Quote the data exactly, from the line containing "For the evaluation set, tag every instance of the bronze" through the line containing "[[425, 263]]", with both of those lines included.

──────────────────────────────

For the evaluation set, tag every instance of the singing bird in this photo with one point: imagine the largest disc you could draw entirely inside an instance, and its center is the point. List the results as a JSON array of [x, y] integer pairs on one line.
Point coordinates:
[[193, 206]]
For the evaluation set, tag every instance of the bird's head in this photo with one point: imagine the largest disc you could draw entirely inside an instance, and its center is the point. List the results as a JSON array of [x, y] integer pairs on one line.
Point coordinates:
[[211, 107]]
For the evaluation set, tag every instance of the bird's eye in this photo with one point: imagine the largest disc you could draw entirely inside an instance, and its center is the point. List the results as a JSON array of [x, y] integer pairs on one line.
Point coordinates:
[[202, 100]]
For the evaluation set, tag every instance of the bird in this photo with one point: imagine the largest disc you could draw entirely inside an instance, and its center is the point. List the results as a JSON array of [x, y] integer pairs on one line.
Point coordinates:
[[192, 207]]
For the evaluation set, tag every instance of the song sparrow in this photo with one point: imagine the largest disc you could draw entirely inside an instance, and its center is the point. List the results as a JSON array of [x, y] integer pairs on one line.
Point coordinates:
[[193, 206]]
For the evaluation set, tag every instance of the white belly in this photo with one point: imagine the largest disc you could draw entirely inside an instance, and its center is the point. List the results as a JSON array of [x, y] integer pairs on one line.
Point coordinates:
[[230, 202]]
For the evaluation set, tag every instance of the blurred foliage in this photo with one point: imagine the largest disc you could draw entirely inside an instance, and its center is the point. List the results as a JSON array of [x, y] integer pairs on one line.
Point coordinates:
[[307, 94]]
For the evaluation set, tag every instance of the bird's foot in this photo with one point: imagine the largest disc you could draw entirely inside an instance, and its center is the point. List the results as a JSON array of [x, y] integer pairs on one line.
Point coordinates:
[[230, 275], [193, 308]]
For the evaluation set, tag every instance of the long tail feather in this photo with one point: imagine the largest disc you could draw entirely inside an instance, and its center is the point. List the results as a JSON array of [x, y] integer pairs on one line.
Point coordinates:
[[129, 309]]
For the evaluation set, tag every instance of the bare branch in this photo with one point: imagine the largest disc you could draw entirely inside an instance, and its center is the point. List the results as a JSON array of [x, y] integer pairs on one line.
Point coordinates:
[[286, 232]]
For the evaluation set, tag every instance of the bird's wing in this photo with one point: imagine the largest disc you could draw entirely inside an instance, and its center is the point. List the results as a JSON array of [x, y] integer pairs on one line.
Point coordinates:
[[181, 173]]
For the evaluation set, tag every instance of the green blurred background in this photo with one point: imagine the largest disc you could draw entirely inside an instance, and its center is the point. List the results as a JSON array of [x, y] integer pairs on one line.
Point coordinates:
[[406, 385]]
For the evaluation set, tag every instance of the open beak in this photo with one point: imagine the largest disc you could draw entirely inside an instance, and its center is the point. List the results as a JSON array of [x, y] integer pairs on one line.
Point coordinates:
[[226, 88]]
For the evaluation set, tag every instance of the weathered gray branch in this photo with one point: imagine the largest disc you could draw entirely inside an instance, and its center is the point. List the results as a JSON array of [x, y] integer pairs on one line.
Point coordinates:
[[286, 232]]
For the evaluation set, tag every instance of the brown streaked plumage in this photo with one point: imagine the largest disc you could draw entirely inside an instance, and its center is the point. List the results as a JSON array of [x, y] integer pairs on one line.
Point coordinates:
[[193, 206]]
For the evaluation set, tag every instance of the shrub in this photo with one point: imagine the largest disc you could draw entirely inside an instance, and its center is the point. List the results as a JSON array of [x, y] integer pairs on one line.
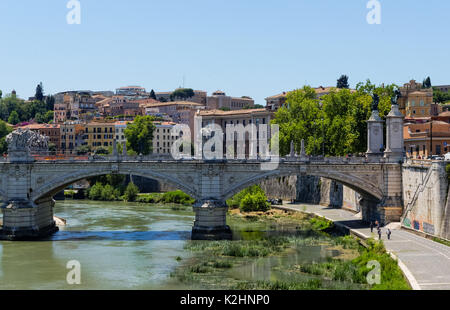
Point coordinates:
[[235, 201], [254, 202], [95, 192], [131, 192], [108, 193], [177, 197]]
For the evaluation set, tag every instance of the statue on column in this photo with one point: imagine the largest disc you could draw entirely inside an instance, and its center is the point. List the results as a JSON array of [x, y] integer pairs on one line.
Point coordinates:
[[395, 97], [375, 102]]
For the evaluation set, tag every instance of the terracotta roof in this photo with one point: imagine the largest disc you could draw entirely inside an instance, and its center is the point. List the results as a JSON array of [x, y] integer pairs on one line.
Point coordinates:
[[235, 112], [162, 104]]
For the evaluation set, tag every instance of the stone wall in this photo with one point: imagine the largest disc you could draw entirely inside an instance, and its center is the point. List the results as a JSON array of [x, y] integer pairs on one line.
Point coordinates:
[[425, 194], [280, 188]]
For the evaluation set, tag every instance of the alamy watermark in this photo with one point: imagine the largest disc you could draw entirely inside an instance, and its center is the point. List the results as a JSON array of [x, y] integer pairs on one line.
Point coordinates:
[[74, 275], [374, 15], [251, 141], [73, 17]]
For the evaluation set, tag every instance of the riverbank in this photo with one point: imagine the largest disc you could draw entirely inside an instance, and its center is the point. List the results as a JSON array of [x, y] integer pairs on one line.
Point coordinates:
[[426, 263], [286, 250]]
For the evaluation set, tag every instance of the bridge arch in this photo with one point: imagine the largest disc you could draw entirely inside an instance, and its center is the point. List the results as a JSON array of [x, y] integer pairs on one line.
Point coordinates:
[[359, 185], [55, 185]]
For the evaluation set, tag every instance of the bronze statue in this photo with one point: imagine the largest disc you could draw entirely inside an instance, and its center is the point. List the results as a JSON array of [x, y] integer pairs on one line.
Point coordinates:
[[394, 98], [376, 102]]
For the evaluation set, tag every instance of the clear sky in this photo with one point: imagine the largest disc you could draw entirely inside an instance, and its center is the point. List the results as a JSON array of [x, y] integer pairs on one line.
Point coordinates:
[[256, 48]]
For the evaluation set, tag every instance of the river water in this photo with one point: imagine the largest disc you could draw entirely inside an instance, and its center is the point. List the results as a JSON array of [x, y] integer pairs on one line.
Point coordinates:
[[118, 246]]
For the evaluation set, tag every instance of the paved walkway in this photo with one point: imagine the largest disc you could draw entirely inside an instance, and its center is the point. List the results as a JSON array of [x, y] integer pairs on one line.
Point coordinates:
[[425, 263]]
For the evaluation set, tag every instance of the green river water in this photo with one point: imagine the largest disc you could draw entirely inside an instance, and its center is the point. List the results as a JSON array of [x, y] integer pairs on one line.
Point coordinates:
[[124, 246]]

──────────────────────────────

> **RESPONSE TO THE EXERCISE**:
For the evaluation set, tag every instance of the bronze statue in this photo with one point: imagine the largest disc you could draw entirely inside an instance, and its center is the point. List the results as a JSON array of [x, y] integer pairs on one line.
Point coordinates:
[[394, 98], [376, 102]]
For the evaluation set, tag every instance of the clear sky in this photo with one point: imagine the largest disc you could draw entirely inside an instance, and its center is the point. List the results as a JSON array of [x, y] integer pairs on one line.
Point coordinates:
[[256, 48]]
For the evaluation set, tag every instance of the river water in this photo with one point: imagine the largest disc you could draw entirely inside an instance, and its center is the point. List the results as a JSON array of [x, y] integer pairs on one line.
Point coordinates:
[[118, 246]]
For the evaluation set, tag every instance of the paved walkway in this photo with one point: imagine the largest disc you could draw entirely inside an instance, and its center is the point. List the results as a JSON array of [x, y] integer pairs on one line.
Point coordinates:
[[425, 263]]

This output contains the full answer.